##### Records for the exercise #####

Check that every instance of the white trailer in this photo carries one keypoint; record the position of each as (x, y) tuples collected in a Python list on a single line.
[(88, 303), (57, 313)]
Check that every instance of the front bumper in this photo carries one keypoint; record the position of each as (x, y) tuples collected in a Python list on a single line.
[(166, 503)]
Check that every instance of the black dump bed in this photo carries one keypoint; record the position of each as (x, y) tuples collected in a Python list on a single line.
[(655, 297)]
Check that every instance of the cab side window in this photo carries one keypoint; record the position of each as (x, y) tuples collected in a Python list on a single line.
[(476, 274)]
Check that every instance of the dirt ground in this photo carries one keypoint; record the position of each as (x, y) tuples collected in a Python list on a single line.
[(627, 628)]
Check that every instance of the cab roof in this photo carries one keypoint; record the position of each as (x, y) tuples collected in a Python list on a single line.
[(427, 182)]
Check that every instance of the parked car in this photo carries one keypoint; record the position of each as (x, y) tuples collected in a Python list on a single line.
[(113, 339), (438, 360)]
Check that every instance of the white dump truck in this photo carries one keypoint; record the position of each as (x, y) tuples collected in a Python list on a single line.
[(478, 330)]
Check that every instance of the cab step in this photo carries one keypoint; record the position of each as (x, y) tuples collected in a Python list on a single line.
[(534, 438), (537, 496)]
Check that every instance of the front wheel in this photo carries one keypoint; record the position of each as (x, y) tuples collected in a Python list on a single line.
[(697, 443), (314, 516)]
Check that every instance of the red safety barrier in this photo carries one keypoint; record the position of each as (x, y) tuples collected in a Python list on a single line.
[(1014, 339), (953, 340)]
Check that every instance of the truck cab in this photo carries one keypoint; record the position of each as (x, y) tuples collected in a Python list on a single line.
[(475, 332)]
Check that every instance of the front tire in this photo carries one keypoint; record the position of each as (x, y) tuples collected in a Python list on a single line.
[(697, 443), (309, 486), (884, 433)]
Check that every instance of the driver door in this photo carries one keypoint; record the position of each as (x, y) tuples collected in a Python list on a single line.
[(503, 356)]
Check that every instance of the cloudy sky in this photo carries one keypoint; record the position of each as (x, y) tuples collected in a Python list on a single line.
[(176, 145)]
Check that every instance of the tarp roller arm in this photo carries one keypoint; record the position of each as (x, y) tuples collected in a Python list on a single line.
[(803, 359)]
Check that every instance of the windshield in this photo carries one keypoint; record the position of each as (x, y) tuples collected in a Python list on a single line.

#####

• _Task brief_
All the records above need to be set down again exactly as they were given.

• _Result of the exercise_
Check that every instance of the white trailer in this photo carries one keypoint; record the position of each as (x, y) tuples collected in a Python list on a single line.
[(88, 303), (57, 313)]
Check that every instance of the front bumper in this photo carries one keypoint; record the position of each as (x, y) tuples collected in a Python list on a single line.
[(166, 503)]
Check that every instance of the black dump bed in this photo carries one keypoint; record the position of each as (x, y) tuples collected in a Python list on a single line.
[(655, 297)]
Check that every instance of the cab side window in this photo carries one keypoint; record the position of each as (x, y) tuples collected in a Python list on a single line.
[(476, 274)]
Check that every instance of the dirt ground in this photo carries one keypoint; record the position of each as (x, y) tuples collected in a Python list on a single line.
[(627, 628)]
Check that every instance of the cab roof in this photo carries one keypoint; record the position of each as (x, y) tuples collected in a Python list on a single line.
[(427, 182)]
Check that every instance of the parked car in this photo carries one keypoint; record the position of each as (x, y) tuples collected in a Python list on a single line.
[(113, 339), (438, 360)]
Check that every instance of the white dump truck in this photo carries one keypoint; record the position of each as (x, y) tuples collected in a Python list on a single line.
[(478, 330)]
Check that every instance of the cab step in this photo carries one keypoint; record the position of each as (x, y) tuples collected in a Python list on a single line.
[(534, 438), (537, 496)]
Check that every instance of the front wheel in this photo carries one keypoint; record the position of each as (x, y) tuples collected in a Python list on a single line.
[(697, 443), (314, 516)]
Check that every instance of the red safety barrier in this photo carries one keypoint; record the position of each as (x, y) tuples collected in a Python list on a single line.
[(1014, 339), (953, 340)]
Check that every instance of the truck cab in this photo carries one keypoint; record the position of each as (x, y) tuples collected in a Python list on a single line.
[(475, 332)]
Check that every instance of the front tire in this photo carries one keypoint; record the position of each as (x, y) tuples collected in a Python list on a single line.
[(697, 443), (309, 486), (884, 433)]
Check that every instance of the driver door in this photo carries one keypoint; record the position of each as (x, y) tuples collected in a Python list on a single line.
[(503, 356)]
Check that every instance of the cloudy sky in this photo carries one keypoint; record the position of each as (x, y) tuples collected in a Python list on a single line.
[(176, 145)]
Check that every instance of the tarp roller arm in this photo carries one keypoint; record the position of each as (x, y) tuples collected in a Python list on a single line.
[(803, 359)]
Check that every instance of the windshield in this photo carries one keypoint; record the position of each as (x, y) tuples collected in a Python list on a single line.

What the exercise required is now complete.